### Source document
┌────────
The Smart Telemetry Hub - Powered by Open Telemetry

So far in this channel, we have been talking about observability 1.0 and how it might have gaps. To me, observability 1.0 is an analytics tool. If you look at New Relic, Datadog, Splunk, Dynatrace,they provide a few “golden path” solutions that represent automatic and intelligent analytics but they are still made up of canned queries and visualizations. These may even be robust solutions to point problems, but for the most part, you send data to a cloud DB and you paginate back cursor-based answers to queries.

If you want to move from passive analytics to active automation, you need a different approach. Let's go through the architecture of an approach that gets us beyond analytics.

Static vs. Dynamic OpenTelemetry: Why Flexibility Matters

OpenTelemetry (OTEL) offers deep control over telemetry data — allowing you to rewrite, enrich, route, and store data as it flows through your systems. It's incredibly powerful. But the way most teams use OTEL today is still fairly static: configuration is locked into YAML files and embedded Go code. Once it's deployed, it rarely changes without significant effort.

And that's a problem — because your software never stops changing. If your observability pipelines can't evolve with your application, your visibility degrades just when you need it most.

Dynamic OpenTelemetry: Built for Change

Dynamic OpenTelemetry unlocks runtime flexibility. It allows telemetry behavior to adapt on the fly — without system restarts, manual redeployments, or waiting on centralized observability teams to push config updates. This makes it easier to reduce costs, improve relevance, and respond to real-time events.

Let's revisit our ongoing example that we have been covering in this blog series: data filtration.

Imagine you have two teams working in the same environment. One team needs strict guarantees that certain logs are never filtered, regardless of volume. The other does not. Meanwhile, your site reliability engineers are scrambling to stop a misbehaving service that's flooding the system with repetitive, low-value log entries. Now your developers and SREs both want to manage the filterProcessor. Any changes one team makes could break the other team's requirements.
└────────
### Task requirements
A - In the OpenTelemetry article, quote everything from "If you want" down to "without significant effort.".
B - According to the OpenTelemetry article, where do most teams lock their OTEL configuration today?
C - Carry on the OpenTelemetry article from the point where it stops.
The data after the OpenTelemetry article has no connection to it.

### Dataset extract
┌────────
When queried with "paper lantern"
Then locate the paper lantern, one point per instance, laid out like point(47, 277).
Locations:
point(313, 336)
└────────
### Task-by-task outputs
A -
If you want to move from passive analytics to active automation, you need a different approach. Let's go through the architecture of an approach that gets us beyond analytics.

Static vs. Dynamic OpenTelemetry: Why Flexibility Matters

OpenTelemetry (OTEL) offers deep control over telemetry data — allowing you to rewrite, enrich, route, and store data as it flows through your systems. It's incredibly powerful. But the way most teams use OTEL today is still fairly static: configuration is locked into YAML files and embedded Go code. Once it's deployed, it rarely changes without significant effort.

B - In YAML files and embedded Go code.

C -
You need a global set of filtration rules — but with local overrides. You need expressions like “always include” and “always exclude” that can adapt per team, per service, or even per deployment — all without restarting or redeploying OTEL components. And you need a way for separate teams' requirements to be merged together into your production filterProcessor configuration that gets deployed to your OTEL collector environment. Rest assured, things will change with time and so this isn't a one-time challenge.

Decentralize Control, Avoid Bottlenecks

To scale the use of OpenTelemetry effectively across your organization, you can't bottleneck observability control behind a central OTEL engineering team. Teams must be empowered to manage their own telemetry behavior within guardrails — allowing them to iterate quickly and meet their own operational needs.

That's the promise of dynamic OpenTelemetry: observability pipelines that are flexible, responsive, and built for the pace of modern software delivery.

Rethinking Telemetry Control with Variables

If we want to evolve OpenTelemetry (OTEL) from a static configuration tool into a dynamic, code-integrated platform for runtime control of observability pipelines we need to start with the introduction of variables. We call these telemetry control variables — configuration, enrichment, and automation variables— each serving a distinct role in modern observability systems.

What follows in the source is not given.